Reading passage.
----------------------------------------

That appears to be a 240 volt circuit/contactor one side burnt out what was the other side feeding should have been no load???

I need to get your terms straight you say electric heat only and then you say HVAC is twenty years of age do you have central heat and A/C or just central heat

air and electric heat only. no heat pump and gas
There was a 30 amp below it feeding the air. The 50 amp was feeding the heat strips

Electric heat requires “two to tango”!

Equal load on both legs.
You need to amp out both legs. If you have excessive load on one leg then the coil is broken and one side of the element is touching the cabinet operating at 120 V, at up to twice the amperage draw of the 240 V circuit. Thus overheating!

What would have cause the left side to burn up? Also why would I stillbe getting some heat, unless half the strip is working due to it touching the cabinet…

You can easily get 84 degree air output for awhile with no heat operating if the ducts are up in a hot attic and the system fan has been off for awhile.

Ah I think we are on the same page how many strips in the furnace usually each strip will be fed individually from one breaker you need to amp out each strip individually to tell which one is working

It was a stacked condo with no attic space and 70 deg a/c running until the end when I tested the heat.

----------------------------------------

(Stored entries)
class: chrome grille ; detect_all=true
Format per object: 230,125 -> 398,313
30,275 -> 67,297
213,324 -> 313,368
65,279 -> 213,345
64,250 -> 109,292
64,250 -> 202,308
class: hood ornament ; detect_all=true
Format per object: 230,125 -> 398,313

----------------------------------------

Instructions to follow. In the electric heat discussion, what does excessive load on one leg indicate, and why does it cause overheating?

Result of this task. It means the coil is broken and one side of the element is touching the cabinet, so that side operates at 120 V. At 120 V it can draw up to twice the amperage of the 240 V circuit, which causes the overheating.